--- START Dataset records ---

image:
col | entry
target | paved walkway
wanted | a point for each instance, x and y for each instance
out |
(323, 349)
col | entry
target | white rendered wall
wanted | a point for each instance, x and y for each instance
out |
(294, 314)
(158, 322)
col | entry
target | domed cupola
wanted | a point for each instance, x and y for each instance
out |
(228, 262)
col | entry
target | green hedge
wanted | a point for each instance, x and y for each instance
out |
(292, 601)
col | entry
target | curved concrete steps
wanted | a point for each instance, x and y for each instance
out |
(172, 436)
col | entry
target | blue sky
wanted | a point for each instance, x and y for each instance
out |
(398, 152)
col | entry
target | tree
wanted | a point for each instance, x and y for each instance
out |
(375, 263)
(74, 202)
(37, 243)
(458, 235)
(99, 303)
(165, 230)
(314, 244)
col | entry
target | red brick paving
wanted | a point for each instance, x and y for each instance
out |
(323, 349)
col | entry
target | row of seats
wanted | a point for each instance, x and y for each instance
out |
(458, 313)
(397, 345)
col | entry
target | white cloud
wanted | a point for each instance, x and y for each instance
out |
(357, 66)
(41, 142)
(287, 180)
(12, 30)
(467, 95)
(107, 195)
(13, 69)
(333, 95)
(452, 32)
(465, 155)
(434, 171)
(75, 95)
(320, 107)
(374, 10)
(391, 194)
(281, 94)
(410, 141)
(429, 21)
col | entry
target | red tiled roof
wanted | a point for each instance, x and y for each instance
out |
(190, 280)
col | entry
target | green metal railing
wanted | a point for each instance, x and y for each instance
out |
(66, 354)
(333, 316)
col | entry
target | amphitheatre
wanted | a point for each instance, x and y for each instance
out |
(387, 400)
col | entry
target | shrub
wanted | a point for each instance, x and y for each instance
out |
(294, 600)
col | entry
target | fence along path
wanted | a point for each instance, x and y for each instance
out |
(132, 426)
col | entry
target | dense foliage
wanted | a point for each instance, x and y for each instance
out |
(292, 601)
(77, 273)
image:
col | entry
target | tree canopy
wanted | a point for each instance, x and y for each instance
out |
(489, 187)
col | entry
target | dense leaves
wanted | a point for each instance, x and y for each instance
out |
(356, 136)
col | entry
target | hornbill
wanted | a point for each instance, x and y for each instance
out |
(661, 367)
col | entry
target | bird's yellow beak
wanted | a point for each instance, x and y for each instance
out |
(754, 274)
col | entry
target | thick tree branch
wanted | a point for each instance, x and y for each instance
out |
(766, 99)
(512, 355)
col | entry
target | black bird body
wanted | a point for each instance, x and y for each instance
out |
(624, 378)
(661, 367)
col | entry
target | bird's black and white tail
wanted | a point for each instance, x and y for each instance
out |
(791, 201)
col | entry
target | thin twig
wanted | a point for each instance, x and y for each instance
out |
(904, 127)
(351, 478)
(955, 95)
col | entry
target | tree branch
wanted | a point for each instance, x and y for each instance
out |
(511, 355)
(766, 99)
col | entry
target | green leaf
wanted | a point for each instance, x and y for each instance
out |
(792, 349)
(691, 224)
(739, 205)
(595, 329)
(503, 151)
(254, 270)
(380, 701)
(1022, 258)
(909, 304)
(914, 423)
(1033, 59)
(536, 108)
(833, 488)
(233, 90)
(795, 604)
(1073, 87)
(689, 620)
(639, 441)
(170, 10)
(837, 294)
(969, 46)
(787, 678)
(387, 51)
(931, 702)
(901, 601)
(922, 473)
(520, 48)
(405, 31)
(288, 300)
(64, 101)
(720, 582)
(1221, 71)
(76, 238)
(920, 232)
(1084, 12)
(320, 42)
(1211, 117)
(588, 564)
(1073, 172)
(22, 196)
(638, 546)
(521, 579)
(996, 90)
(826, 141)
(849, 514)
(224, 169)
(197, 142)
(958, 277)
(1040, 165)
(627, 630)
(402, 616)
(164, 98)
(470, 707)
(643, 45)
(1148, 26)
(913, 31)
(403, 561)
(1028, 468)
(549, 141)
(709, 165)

--- END Dataset records ---

Instruction
Copy out each line of the records above that contains the string "black".

Answer below
target | black bird body
target | bird's black and white tail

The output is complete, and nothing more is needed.